■ To do ■
Rewrite the records below, changing each occurrence of "planter" to "pot" and keeping everything else identical. Omit the pictures from your answer.

Records from a data source
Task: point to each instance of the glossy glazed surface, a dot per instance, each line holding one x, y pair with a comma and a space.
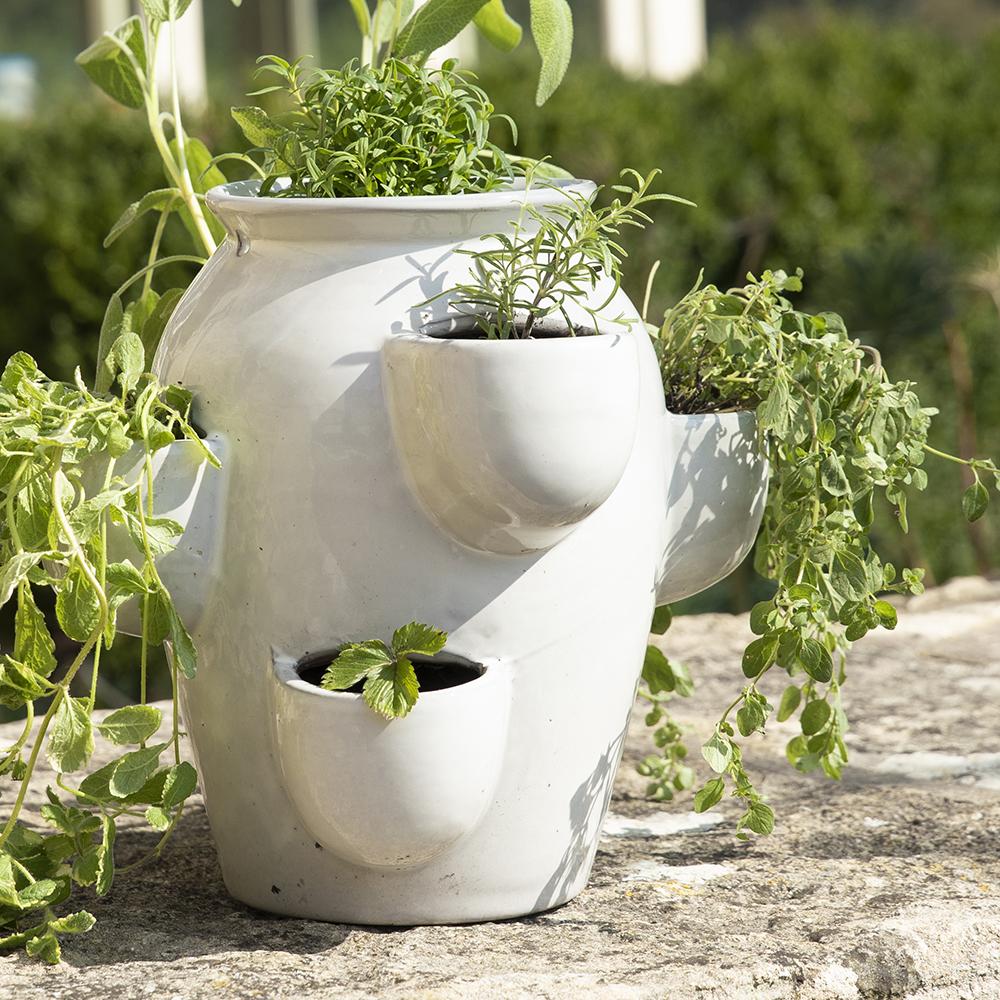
326, 541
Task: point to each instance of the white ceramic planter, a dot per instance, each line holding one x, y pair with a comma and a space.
513, 494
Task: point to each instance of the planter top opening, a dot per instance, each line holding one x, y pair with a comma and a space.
466, 327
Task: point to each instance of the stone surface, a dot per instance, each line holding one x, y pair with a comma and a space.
884, 885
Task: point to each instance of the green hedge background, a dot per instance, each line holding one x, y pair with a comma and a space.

■ Exercise solution ■
Task: point to each instance of the glossy glazed surface, a dot per instance, each line holding one x, y pair with a comma and a space.
326, 541
Task: point to each instance of the white ceramic pot, a dot per instance, each line holding one x, y pair with a comma and a space.
513, 494
Task: point to each instance of the pot top opening, a dot per instance, each line holding one x, y pair with a comma and a space.
466, 327
Task: point to each instance of the stone surface, a dot per instance, each line holding one x, y pair with a comma and a space.
884, 885
Task: point to each instance of the green hedge background, a dot per instance, each line holding one x, y pair with a comma and a space.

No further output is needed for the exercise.